**Problem to work on**
List every line of the data below that contains the word "weave". Copy each such line in full.

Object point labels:

⟨

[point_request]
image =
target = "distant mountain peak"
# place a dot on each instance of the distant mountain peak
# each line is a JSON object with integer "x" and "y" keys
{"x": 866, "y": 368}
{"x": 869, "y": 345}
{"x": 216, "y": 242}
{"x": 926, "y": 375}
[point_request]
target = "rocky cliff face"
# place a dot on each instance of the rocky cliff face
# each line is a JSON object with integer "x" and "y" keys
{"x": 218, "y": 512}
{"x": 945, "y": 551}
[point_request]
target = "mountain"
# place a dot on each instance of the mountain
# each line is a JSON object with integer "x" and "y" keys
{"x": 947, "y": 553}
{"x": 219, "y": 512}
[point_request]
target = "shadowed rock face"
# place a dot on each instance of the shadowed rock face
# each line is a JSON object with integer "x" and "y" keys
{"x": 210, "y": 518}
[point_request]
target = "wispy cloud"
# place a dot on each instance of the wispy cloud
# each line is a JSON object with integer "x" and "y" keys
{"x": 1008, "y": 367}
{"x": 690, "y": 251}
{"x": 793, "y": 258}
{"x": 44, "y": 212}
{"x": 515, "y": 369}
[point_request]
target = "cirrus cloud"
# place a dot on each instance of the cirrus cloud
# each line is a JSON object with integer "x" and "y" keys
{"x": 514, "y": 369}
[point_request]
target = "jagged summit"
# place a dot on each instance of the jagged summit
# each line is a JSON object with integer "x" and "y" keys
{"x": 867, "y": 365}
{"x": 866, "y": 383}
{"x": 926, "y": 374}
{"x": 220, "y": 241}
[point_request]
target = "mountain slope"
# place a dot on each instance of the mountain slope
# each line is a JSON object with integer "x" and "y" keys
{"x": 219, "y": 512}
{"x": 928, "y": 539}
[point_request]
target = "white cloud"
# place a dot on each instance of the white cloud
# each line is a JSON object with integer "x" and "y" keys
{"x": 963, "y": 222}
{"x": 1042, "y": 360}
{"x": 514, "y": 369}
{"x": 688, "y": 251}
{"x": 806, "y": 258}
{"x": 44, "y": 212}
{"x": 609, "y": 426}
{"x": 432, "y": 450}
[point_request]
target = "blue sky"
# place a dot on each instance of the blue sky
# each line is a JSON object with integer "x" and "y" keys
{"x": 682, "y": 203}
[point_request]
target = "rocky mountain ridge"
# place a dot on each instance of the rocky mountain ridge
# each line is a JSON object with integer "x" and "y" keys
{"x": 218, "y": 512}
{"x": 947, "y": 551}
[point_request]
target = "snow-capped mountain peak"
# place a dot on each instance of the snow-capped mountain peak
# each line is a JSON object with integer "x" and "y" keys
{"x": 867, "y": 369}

⟩
⟨

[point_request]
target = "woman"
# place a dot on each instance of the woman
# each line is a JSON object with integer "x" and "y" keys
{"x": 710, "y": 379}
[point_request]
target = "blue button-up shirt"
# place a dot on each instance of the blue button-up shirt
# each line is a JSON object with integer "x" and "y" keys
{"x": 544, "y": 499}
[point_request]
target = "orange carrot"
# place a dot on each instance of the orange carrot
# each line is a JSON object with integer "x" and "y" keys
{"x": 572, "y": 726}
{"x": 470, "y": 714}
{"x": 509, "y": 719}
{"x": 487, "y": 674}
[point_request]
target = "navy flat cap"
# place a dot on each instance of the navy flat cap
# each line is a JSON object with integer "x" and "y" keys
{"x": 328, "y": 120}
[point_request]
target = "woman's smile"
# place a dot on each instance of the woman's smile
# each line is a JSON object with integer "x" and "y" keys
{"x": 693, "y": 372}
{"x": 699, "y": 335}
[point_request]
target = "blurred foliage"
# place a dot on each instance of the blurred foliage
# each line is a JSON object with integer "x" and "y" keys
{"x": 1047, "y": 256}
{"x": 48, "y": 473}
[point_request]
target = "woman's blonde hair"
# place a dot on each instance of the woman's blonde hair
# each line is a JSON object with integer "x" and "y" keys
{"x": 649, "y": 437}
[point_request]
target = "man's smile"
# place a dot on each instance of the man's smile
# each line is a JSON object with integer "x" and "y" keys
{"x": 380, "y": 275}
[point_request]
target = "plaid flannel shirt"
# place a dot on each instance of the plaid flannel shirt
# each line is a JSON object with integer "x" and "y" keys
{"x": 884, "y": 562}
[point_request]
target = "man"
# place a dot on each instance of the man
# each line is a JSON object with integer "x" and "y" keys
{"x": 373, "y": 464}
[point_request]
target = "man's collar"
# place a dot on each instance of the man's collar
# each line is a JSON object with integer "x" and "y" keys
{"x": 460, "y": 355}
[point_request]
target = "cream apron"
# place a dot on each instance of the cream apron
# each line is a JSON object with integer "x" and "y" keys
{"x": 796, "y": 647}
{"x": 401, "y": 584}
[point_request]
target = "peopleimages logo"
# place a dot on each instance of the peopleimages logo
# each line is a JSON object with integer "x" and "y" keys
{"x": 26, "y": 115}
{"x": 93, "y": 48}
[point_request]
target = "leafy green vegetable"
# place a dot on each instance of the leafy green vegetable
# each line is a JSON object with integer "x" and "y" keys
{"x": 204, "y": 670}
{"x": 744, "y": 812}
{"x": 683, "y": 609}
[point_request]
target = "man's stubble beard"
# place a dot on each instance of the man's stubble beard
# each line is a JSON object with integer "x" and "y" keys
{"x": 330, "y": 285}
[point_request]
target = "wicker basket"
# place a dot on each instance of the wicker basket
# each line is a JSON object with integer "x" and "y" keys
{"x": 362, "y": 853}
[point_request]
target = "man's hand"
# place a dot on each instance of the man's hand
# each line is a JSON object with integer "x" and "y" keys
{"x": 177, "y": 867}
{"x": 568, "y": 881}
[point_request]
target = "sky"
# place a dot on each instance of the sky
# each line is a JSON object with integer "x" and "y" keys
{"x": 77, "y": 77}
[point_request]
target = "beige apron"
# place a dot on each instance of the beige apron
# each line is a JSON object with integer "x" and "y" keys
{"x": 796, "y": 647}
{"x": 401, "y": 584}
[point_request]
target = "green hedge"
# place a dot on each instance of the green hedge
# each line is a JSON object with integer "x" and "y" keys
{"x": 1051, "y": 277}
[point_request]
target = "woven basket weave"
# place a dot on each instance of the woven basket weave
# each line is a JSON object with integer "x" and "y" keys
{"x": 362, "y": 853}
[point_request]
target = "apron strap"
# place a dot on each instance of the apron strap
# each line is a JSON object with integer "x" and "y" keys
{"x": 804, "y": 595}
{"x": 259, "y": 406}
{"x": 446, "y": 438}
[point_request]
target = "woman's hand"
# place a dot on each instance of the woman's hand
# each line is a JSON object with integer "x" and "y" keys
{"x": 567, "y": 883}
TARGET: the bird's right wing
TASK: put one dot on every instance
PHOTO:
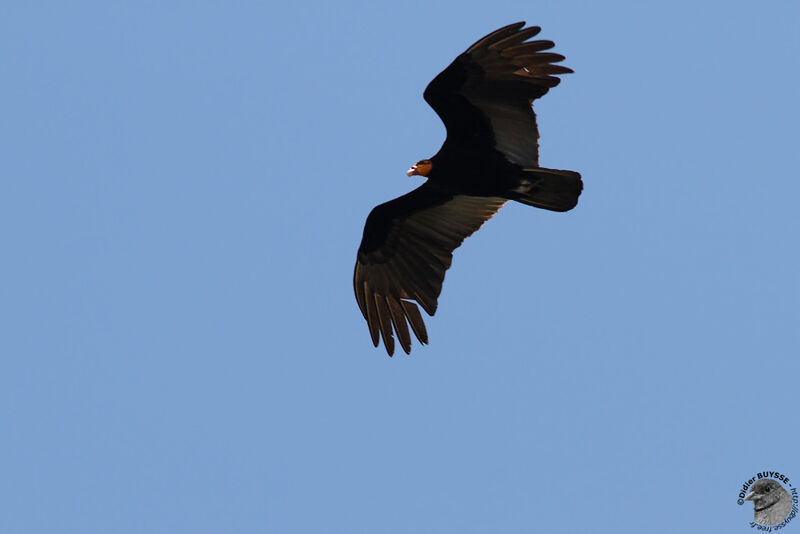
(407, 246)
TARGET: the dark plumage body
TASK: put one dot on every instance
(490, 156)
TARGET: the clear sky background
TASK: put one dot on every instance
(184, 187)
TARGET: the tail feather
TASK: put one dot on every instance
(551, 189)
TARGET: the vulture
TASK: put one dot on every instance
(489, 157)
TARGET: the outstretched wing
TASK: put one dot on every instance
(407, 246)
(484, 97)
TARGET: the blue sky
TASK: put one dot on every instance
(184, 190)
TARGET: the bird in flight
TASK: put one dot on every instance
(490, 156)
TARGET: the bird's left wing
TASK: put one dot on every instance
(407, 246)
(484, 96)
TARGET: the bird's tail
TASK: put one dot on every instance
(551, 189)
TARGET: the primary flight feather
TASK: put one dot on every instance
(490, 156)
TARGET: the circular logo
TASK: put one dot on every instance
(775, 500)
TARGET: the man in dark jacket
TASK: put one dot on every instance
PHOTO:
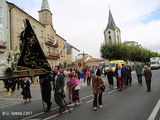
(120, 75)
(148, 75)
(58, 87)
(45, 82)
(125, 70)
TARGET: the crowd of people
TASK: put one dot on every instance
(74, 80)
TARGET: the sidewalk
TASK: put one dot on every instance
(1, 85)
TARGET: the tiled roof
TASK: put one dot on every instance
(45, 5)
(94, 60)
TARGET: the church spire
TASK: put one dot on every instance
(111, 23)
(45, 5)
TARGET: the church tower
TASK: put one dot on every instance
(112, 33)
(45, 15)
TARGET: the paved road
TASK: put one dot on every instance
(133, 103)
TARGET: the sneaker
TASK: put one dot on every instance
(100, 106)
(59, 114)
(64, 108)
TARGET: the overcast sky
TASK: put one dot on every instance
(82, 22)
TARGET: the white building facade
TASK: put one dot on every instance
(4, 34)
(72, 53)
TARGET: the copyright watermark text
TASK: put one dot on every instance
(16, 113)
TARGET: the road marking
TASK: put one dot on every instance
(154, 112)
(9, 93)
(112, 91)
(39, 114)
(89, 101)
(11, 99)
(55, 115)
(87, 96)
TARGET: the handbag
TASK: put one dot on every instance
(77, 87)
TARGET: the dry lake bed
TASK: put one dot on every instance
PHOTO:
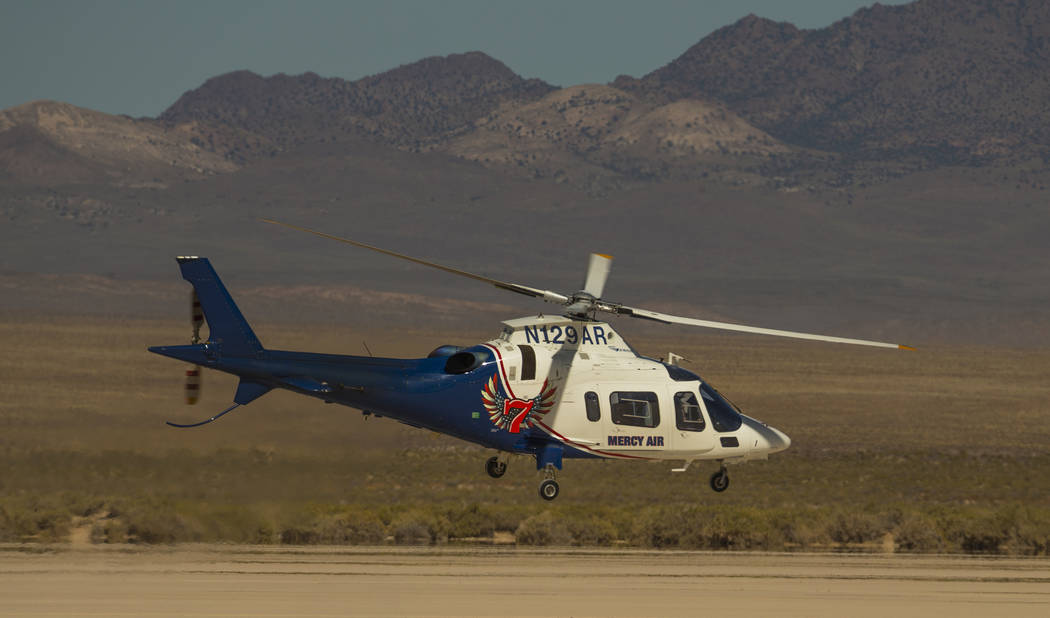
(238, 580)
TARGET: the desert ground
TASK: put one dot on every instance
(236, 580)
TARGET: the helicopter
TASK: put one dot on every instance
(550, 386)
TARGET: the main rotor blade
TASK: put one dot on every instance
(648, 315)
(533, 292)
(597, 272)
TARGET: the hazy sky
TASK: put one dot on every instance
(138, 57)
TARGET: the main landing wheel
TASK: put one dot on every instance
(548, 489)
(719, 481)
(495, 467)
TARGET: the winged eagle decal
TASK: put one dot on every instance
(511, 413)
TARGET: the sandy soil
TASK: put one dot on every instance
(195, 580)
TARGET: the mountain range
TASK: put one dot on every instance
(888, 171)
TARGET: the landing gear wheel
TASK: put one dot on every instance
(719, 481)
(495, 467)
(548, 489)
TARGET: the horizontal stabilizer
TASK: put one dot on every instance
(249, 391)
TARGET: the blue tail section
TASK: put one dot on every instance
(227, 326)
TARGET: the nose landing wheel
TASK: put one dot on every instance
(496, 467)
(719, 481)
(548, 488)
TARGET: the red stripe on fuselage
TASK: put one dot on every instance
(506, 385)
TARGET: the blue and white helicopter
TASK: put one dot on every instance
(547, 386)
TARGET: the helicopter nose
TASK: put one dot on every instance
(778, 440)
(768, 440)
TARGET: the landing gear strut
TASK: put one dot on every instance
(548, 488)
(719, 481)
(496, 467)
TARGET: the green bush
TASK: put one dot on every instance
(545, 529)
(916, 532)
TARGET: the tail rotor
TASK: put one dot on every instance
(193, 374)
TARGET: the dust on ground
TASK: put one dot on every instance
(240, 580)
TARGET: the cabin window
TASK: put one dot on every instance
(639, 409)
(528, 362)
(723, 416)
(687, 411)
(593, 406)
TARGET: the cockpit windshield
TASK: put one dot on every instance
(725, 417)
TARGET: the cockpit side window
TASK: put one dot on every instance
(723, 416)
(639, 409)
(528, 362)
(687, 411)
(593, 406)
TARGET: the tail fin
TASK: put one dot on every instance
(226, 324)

⟩

**Finished answer**
target = "woven basket weave"
# place a dot on each instance of the woven basket weave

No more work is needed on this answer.